Трудности различения «гегемонии» и «империи» Мюнклер видит в современном геополитическом контексте, в котором складывается доминирование Соединенных Штатов на международной арене (многие американские авторы прибегают к эвфемизмам, избегая понятия «империализм» при объяснении манеры действий своего правительства). Эти затруднения хорошо описаны в книгах, на которые ссылается автор (Генри Киссинджер, Чарльз Джонсон и др.) и связаны с анализом возможной «цены» империи, готовности американского общества взвалить на себя тяжкий груз ответственности гегемона. Новым является то, что Мюнклер видит оптимистичный сценарий для империи, которая не несет в одиночку затраты на обеспечение коллективных выгод, а привлекает и тех, кого берет под защиту. Такая возможность позволяет получить большее одобрение со стороны своих «имперских граждан», чем гегемония, а, следовательно, увеличить шансы на долголетие влияния.
Правда, открытым остается вопрос: насколько далеко в историческом времени простираются интересы «империи» и как долго она может поддерживать интерес своих партнеров-сателлитов? Ведь конфликты между ними и имперским центром будут постоянно испытывать на прочность и идеологию, и тактику имперского порядка. Отчасти ответ Мюнклера содержится в самом названии книги: действительно, от Римской империи до современной Америки есть линия преемственности в том, что касается использования преимуществ и льгот имперского доминирования, формирования привлекательного образа совершенного устройства. Но миссия «империи», пусть и крайне важная, все же ограничена временем.
Особый интерес для современных исследователей представляет теоретический разворот. Он позволяет увидеть эволюцию от традиционной геополитики к геоэкономике, в рамках которой расширение, обустройство и поддержание имперского пространства все больше связано с контролем над рынками и источниками сырья и ресурсов. А он может осуществляться посредством торговых и валютных войн, спекуляциями на фондовых рынках, демпинговыми стратегиями. Мюнклер не отказывается от представления их амбиций только как владычества над территориями и народами, наоборот, они стремятся минимизировать риски возможного «имперского перенапряжения» за счет более изощренного сочетания ресурсов, гибкого использования «жесткой» и «мягкой» силы. В конечном счете это оборачивается «новыми формами имперского господства в постимперскую эпоху». Экономические факторы, ставшие основой для объяснения динамики великих держав, интерпретируются методами теории классического империализма (автор ссылается на работы Джона Аткинсона Гобсона, Рудольфа Гильдерфердинга, Розы Люксембург, Карла Каутского, В. И. Ленина, Йозефа Шумпетера). Не случайно именно эти факторы позволили социалистам сформулировать приемлемые объяснения актуальных проблем капиталистических обществ, выступающих строителями империй (для некоторых из этих теоретиков вопрос о субъекте-носителе имперских идей и политических импульсов к расширению влияния решался однозначно в пользу политической элиты и/или монополитического капитала). Мюнклер убедительно трактует прогноз Ленина о социалистической революции в России как об особом социально-экономическом и политическом процессе, который связан с развитием «слабейшего звена» в империалистической цепи (с. 51–52). В то же время стоит согласиться с автором в том, что «экономической динамикой империалистическую политику царской империи в конце XIX века объяснить не удастся» (с. 53). Добавим от себя, что это относится и к более ранним периодам истории России: соображения безопасности, обеспечение надежных границ и поддержание солидарного развития народов и этносов зачастую служили решающими аргументами в пользу именно такой политики.

= = = =

Задания к выполнению:
- a) Воспроизведите дословно часть отрывка о книге Мюнклера между словами «Правда, открытым остается» и «же ограничена временем.» включительно.
- b) На каких страницах книги, согласно отрывку о книге Мюнклера, автор трактует прогноз Ленина о социалистической революции в России?

= = = =

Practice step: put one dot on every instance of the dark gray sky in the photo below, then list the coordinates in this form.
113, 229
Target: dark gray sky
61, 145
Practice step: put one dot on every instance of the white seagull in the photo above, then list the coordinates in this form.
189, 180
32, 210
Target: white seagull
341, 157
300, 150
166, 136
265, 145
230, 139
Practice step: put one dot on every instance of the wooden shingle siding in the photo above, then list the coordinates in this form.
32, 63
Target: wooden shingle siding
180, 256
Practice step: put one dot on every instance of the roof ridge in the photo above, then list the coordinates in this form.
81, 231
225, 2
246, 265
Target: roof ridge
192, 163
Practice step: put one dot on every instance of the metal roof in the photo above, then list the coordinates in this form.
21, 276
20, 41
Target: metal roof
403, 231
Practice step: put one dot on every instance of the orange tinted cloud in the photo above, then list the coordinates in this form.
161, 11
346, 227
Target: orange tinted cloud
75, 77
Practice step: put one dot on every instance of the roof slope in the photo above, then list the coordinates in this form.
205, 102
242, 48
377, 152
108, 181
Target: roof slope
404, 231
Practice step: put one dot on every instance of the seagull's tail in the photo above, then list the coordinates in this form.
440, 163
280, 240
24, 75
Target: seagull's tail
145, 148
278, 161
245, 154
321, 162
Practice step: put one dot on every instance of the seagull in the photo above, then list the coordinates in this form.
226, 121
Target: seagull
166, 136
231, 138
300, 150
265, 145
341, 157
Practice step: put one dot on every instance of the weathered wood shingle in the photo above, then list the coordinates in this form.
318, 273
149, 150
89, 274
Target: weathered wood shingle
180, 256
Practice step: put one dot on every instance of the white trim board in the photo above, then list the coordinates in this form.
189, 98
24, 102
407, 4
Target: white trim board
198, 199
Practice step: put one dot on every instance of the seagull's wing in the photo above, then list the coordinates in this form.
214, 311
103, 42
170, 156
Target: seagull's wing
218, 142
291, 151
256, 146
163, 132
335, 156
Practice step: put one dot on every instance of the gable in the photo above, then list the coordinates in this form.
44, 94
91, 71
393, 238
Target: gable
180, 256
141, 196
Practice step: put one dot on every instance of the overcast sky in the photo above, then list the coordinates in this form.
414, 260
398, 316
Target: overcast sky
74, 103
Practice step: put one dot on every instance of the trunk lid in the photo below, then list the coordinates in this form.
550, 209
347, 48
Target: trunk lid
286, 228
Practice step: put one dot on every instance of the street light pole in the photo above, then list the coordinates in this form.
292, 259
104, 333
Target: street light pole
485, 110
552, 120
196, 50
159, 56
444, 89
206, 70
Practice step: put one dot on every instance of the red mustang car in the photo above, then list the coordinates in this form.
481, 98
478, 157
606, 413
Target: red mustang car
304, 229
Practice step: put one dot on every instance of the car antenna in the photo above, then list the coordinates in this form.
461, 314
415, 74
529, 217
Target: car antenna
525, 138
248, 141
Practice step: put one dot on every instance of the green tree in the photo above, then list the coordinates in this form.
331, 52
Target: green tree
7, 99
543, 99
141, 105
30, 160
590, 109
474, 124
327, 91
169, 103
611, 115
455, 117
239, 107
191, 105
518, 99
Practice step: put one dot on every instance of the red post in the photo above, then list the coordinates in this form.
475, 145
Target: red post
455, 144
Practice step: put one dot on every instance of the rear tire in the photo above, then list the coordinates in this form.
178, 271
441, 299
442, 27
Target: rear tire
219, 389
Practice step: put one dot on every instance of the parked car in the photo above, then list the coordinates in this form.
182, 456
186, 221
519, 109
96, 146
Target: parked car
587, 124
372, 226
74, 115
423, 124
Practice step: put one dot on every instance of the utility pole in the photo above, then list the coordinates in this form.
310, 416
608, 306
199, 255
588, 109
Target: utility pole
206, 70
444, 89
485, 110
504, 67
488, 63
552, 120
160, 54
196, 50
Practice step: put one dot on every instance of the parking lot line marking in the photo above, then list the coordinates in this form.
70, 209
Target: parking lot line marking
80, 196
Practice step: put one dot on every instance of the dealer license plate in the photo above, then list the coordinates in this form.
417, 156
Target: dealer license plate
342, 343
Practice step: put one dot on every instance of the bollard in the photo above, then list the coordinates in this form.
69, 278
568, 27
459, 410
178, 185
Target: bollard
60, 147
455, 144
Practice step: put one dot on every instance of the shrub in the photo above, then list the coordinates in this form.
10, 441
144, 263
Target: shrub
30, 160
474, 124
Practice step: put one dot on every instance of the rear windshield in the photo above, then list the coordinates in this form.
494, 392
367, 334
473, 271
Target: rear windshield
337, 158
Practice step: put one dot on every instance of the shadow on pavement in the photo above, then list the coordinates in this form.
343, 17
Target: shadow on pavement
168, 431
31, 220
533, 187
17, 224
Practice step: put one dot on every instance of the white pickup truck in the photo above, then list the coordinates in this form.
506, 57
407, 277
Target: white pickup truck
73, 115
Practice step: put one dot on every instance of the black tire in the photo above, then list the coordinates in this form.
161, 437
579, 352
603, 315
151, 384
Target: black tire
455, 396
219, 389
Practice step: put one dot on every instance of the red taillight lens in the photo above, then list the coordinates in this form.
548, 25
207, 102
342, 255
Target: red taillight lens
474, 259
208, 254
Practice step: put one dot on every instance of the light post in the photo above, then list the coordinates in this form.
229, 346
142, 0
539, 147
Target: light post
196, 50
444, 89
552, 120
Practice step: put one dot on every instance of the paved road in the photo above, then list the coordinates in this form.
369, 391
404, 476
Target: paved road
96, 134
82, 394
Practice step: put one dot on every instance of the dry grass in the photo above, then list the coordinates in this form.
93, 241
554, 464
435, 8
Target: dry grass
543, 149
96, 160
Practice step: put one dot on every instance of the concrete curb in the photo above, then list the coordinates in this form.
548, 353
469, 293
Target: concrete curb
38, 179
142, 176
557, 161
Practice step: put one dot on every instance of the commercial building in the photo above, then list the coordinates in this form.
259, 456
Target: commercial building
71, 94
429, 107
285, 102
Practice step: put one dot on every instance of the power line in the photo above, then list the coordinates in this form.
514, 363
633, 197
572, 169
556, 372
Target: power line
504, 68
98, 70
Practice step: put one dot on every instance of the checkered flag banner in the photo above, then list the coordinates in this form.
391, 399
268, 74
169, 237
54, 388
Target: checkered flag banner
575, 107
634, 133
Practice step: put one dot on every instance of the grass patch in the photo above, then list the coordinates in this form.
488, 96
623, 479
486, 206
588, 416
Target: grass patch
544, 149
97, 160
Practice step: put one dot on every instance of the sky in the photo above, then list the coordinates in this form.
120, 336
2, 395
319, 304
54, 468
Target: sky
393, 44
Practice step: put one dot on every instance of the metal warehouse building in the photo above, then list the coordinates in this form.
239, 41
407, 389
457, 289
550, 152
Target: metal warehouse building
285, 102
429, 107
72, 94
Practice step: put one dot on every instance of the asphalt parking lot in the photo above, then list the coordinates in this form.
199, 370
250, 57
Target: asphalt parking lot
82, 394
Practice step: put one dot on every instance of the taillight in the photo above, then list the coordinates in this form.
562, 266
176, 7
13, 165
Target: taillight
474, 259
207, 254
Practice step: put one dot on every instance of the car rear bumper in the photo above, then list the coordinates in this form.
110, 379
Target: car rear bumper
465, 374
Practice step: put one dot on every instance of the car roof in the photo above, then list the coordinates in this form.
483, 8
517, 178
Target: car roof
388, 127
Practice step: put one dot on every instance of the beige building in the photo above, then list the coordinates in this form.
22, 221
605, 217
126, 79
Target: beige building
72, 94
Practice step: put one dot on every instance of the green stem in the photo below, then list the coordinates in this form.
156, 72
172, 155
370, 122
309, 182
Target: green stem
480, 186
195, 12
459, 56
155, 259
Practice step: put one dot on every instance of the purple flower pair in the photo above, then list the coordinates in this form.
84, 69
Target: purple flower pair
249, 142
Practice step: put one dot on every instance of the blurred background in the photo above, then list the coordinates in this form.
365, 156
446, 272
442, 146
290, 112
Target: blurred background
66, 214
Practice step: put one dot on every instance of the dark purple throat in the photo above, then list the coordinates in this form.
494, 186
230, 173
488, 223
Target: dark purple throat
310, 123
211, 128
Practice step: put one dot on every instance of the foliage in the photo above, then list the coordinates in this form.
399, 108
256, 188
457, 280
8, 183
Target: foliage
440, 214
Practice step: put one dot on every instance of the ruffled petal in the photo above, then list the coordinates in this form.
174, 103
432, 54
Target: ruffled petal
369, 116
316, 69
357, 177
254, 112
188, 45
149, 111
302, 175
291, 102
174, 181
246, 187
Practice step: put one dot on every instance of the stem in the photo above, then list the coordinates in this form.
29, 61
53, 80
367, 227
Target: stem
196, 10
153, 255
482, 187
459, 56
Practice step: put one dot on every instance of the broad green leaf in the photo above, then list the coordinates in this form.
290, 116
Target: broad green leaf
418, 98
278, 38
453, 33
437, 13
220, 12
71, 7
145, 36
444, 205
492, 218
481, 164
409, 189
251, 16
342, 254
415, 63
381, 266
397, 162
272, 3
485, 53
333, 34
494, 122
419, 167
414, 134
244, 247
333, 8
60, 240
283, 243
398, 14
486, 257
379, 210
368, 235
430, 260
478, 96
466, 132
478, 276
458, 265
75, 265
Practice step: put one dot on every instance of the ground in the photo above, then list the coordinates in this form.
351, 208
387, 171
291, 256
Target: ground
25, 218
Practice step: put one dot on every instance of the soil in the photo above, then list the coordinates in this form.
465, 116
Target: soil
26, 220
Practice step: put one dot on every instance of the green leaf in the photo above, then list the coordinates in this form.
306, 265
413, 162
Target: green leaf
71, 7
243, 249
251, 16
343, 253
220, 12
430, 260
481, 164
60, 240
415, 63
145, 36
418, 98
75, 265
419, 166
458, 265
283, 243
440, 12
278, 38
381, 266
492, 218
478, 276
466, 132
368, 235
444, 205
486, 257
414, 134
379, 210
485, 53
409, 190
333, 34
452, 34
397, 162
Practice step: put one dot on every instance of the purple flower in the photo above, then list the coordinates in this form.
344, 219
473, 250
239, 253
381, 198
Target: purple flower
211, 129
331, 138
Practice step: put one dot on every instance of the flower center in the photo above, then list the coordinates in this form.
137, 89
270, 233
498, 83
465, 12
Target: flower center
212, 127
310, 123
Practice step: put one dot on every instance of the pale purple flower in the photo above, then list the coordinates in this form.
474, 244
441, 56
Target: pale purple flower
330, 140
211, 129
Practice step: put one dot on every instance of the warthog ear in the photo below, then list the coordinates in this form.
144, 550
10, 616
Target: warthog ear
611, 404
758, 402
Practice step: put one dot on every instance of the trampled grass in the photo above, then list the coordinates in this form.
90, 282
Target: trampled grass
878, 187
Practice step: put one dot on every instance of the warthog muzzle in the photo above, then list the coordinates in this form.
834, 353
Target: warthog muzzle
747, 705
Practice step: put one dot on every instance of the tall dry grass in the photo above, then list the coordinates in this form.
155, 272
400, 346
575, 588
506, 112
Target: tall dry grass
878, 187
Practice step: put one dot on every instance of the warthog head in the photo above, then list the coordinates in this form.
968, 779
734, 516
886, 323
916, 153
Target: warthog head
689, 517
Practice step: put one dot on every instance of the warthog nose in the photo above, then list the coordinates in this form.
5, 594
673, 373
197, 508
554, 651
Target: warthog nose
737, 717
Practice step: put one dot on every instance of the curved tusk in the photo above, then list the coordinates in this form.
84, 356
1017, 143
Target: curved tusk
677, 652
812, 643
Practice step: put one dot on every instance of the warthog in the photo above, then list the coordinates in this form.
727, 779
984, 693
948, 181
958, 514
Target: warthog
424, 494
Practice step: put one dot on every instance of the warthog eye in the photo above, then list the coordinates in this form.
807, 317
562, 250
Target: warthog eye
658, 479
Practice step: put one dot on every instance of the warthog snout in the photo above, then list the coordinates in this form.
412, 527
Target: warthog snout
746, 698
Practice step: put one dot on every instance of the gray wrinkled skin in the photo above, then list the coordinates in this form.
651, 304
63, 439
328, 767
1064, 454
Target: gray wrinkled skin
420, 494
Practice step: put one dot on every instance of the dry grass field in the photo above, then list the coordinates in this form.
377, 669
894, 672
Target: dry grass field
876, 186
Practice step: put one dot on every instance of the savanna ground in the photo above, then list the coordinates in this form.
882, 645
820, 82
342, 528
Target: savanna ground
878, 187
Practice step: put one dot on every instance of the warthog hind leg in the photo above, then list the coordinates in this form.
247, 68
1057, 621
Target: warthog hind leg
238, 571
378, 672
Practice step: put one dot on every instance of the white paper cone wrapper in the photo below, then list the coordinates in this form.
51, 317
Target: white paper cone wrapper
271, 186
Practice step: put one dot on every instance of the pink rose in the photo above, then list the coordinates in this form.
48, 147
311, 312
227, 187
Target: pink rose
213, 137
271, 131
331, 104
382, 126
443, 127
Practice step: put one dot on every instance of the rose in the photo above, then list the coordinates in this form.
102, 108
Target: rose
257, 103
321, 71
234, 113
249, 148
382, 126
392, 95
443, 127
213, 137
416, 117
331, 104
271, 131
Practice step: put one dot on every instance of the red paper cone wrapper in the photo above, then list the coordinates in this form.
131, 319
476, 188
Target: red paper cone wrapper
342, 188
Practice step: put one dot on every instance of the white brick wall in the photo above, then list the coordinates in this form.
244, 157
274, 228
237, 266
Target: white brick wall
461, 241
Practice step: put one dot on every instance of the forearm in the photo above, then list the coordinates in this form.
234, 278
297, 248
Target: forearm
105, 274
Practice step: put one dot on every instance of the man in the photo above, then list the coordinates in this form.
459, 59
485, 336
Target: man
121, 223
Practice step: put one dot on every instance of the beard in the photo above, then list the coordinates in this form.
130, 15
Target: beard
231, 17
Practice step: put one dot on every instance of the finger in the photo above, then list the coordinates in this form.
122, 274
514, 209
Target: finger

= = = =

Ответы к заданиям:
- a)
Правда, открытым остается вопрос: насколько далеко в историческом времени простираются интересы «империи» и как долго она может поддерживать интерес своих партнеров-сателлитов? Ведь конфликты между ними и имперским центром будут постоянно испытывать на прочность и идеологию, и тактику имперского порядка. Отчасти ответ Мюнклера содержится в самом названии книги: действительно, от Римской империи до современной Америки есть линия преемственности в том, что касается использования преимуществ и льгот имперского доминирования, формирования привлекательного образа совершенного устройства. Но миссия «империи», пусть и крайне важная, все же ограничена временем.

- b) На страницах 51–52.